**Text segment:**

The Lost Cause provided a template for turning losers into winners and sedition into patriotism. Men who betrayed their oath to the Constitution somehow wound up on pedestals of honor, from the streets of Richmond to the halls of Congress.
Today, Trump is willing to dangle democracy off the edge of a cliff in feeding his supporters with a steady diet of lies, resentment and incitement, aided by congressional members with a similar amnesia about their oath. His bogus claims of a stolen election have resulted in election officials — including Republicans in Georgia, a former bastion of the Confederacy — enduring threats of violence because of their unwillingness to steal the election for Trump.
Someday, if it hasn’t already happened, someone will attempt to erect a monument to Trump, a man whose lifelong passion has been building monuments to himself.
In the meantime, the spotlight in our moment of racial reckoning has brightly and somewhat surprisingly shone on Richmond, a city that has come to realize the folly of fashioning bronze statues of men with clay feet.
Our notions of the past shape our present and our future. Richmond’s unabashed celebration of its Confederate heritage sent contradictory messages about the virtue of white supremacy, winners and losers, truth and reconciliation, and loyalty to nation. Our post-election turmoil dramatizes the historic willingness of a chunk of Americans to embrace misinformation and forsake this nation’s stated principles — be it freedom prior to Emancipation or free and fair elections today.
For too long, Richmond helped perpetuate this mass delusion. But finally, we appear ready to engage in the long, hard work of correcting a false and exclusive narrative.
Gov. Ralph Northam is proposing $25 million to develop new statues on Monument Avenue and support historic sites tied to the city’s legacy of enslavement, including Shockoe Bottom, the Lumpkin’s Jail site and the planned Virginia Emancipation and Freedom Monument on Brown’s Island.
Alex Nyerges, CEO and director of the Virginia Museum of Fine Arts (VMFA), said last week that the museum plans to bring together historians, artists and urban planners from around the world to work with the Richmond community in developing new plans for the circle around the Robert E. Lee statue and the rest of Monument Avenue.

**Raw data:**

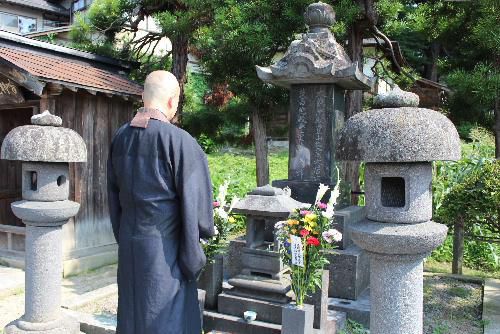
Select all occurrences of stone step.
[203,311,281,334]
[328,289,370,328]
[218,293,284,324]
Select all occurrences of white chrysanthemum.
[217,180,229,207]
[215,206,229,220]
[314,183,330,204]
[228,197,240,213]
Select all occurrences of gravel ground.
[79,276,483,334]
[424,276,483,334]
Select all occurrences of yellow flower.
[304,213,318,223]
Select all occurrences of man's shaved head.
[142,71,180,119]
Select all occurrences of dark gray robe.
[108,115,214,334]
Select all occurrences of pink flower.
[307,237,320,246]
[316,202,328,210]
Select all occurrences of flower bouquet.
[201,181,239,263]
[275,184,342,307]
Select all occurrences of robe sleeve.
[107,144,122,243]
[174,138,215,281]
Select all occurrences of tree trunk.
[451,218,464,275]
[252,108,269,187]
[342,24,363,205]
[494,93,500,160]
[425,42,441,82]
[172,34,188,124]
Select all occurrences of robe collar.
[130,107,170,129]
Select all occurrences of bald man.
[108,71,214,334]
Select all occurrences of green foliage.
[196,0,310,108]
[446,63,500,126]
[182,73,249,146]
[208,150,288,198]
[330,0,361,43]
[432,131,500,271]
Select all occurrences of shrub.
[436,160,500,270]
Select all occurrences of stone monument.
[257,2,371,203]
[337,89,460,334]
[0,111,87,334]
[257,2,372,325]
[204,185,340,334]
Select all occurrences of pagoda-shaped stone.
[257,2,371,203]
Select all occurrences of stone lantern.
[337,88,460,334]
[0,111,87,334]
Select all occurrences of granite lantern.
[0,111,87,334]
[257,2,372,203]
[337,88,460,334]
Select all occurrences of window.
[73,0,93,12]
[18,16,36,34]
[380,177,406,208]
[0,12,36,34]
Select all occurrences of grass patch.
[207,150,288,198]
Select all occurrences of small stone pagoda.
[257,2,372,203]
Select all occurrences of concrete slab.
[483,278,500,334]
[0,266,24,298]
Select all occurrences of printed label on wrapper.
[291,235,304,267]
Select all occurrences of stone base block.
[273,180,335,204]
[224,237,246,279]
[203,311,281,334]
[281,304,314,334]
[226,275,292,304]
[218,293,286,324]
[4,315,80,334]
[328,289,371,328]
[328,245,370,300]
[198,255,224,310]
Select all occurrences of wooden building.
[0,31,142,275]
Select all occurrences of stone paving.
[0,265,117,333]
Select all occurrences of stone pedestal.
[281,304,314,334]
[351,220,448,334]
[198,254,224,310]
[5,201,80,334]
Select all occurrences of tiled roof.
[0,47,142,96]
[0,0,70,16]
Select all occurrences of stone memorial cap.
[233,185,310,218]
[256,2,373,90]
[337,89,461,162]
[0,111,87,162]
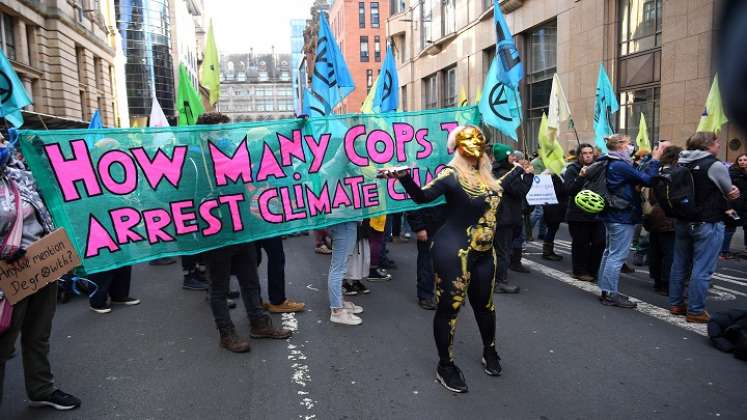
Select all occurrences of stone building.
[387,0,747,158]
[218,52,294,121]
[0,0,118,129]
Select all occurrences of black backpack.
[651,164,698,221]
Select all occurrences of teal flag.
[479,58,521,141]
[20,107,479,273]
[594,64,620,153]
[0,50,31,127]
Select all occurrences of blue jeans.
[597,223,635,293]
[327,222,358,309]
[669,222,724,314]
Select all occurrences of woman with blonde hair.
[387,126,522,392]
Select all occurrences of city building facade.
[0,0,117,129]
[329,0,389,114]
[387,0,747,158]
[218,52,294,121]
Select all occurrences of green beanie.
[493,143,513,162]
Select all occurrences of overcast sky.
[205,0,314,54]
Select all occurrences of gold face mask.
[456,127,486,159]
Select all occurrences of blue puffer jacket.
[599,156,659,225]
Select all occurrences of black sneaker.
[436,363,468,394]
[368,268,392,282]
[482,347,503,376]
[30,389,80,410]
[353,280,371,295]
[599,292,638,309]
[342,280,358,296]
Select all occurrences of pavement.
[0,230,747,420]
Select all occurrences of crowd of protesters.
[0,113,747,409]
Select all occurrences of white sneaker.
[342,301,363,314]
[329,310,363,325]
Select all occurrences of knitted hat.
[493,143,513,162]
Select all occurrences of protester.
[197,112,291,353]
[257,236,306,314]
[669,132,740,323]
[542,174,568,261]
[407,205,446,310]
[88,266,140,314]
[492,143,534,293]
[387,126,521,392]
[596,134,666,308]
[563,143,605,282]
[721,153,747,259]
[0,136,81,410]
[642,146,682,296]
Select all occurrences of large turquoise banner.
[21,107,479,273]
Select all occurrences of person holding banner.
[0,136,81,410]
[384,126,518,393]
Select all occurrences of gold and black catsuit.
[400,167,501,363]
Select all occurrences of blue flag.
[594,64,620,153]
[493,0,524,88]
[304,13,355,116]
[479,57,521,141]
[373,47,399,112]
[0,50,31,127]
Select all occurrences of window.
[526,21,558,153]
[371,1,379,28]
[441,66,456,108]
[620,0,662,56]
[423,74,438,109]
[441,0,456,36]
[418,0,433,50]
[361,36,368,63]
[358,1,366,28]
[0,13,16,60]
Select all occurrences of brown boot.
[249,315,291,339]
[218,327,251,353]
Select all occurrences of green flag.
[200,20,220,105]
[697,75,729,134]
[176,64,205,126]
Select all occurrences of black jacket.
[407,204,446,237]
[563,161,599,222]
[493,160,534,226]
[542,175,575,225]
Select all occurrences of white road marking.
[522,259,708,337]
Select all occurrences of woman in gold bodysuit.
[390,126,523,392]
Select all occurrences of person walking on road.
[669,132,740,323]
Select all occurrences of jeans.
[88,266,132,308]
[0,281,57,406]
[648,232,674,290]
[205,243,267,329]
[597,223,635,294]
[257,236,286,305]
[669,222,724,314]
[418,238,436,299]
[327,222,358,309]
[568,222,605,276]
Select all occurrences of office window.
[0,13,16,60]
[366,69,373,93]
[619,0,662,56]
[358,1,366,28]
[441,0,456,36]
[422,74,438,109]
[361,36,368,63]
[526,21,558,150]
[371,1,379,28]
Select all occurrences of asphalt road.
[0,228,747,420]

**Task directions:**
Answer these questions from the text about Richmond's Confederate monuments.
1. How much money is Gov. Ralph Northam proposing for new statues and historic sites?
2. In which state have election officials, including Republicans, endured threats of violence?
3. Who is the CEO and director of the Virginia Museum of Fine Arts?

**Exercise result:**
1. $25 million.
2. Georgia.
3. Alex Nyerges.